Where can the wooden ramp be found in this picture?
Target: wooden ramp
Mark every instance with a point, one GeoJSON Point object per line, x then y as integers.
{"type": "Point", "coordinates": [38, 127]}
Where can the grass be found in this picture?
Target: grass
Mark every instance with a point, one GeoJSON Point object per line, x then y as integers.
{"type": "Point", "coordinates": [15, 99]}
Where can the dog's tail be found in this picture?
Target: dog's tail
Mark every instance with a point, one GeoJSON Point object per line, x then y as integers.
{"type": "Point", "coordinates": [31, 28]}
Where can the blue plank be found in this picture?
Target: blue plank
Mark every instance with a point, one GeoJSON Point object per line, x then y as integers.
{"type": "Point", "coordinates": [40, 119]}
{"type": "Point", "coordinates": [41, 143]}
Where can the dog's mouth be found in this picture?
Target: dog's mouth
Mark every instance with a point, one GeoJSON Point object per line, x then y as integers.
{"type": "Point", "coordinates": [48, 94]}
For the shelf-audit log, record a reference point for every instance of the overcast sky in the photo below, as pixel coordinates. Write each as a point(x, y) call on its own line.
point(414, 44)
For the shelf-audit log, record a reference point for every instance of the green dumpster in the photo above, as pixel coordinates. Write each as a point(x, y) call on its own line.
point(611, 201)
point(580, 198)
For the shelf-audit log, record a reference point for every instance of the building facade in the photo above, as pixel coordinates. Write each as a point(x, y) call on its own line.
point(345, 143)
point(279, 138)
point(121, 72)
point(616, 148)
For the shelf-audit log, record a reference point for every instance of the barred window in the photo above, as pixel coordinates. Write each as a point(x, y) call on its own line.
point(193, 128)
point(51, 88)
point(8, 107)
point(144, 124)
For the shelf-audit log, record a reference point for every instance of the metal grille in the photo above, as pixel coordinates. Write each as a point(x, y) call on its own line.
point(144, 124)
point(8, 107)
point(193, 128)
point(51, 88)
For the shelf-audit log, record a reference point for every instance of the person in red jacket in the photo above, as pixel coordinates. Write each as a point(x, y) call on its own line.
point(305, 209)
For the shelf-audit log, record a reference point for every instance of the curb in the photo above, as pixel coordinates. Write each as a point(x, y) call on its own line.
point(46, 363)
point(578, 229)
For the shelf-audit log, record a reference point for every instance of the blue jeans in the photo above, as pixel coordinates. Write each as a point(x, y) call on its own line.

TASK TO CARRY OUT: Transcribe every entry verbatim.

ANSWER TO THIS TASK:
Where can the wooden ramp be found in this picture?
Target: wooden ramp
Mark every instance with a point, one GeoJSON Point object per line, x then y as integers.
{"type": "Point", "coordinates": [38, 127]}
Where can the grass be found in this picture?
Target: grass
Mark every instance with a point, one GeoJSON Point object per line, x then y as integers.
{"type": "Point", "coordinates": [15, 99]}
Where can the dog's tail be found in this picture?
Target: dog's tail
Mark every instance with a point, one GeoJSON Point object per line, x then y as integers.
{"type": "Point", "coordinates": [31, 28]}
Where can the blue plank be found in this picture?
Target: blue plank
Mark every instance with a point, one GeoJSON Point object per line, x then y as integers.
{"type": "Point", "coordinates": [40, 119]}
{"type": "Point", "coordinates": [41, 143]}
Where can the dog's mouth be found in this picture?
Target: dog's mouth
Mark every instance with a point, one GeoJSON Point object per line, x then y as integers.
{"type": "Point", "coordinates": [48, 94]}
For the shelf-audit log, record a reference point for every instance of the overcast sky in the photo below, as pixel coordinates. Write each as a point(x, y) call on its own line.
point(414, 44)
For the shelf-audit log, record a reference point for every instance of the green dumpster in the photo above, as pixel coordinates. Write each as a point(x, y) call on its own line.
point(611, 201)
point(580, 198)
For the shelf-audit log, record a reference point for every instance of the building facade in the photo above, as pixel coordinates. Write each as a point(x, y) call on its own line.
point(345, 143)
point(279, 138)
point(121, 72)
point(616, 148)
For the shelf-audit log, record a reference point for every instance of the barred window in the photo above, as pixel coordinates. Write each as a point(x, y) call on its own line.
point(193, 128)
point(51, 88)
point(8, 107)
point(144, 124)
For the shelf-audit log, record a reference point for every instance of the metal grille in the photo above, as pixel coordinates. Write each as a point(x, y) call on its own line.
point(144, 124)
point(8, 107)
point(193, 128)
point(51, 88)
For the shelf-audit log, record a reference point for every instance of the person in red jacket in the photo above, as pixel coordinates. Write each as a point(x, y) call on its own line.
point(305, 209)
For the shelf-audit log, record a reference point for every instance of the curb in the photo above, as pixel coordinates. Write each as a point(x, y) call on its own line.
point(46, 363)
point(578, 229)
For the shelf-audit log, record a reference point for every instance of the blue jeans in the photo above, as pixel coordinates. Write each as a point(x, y) call on its own line.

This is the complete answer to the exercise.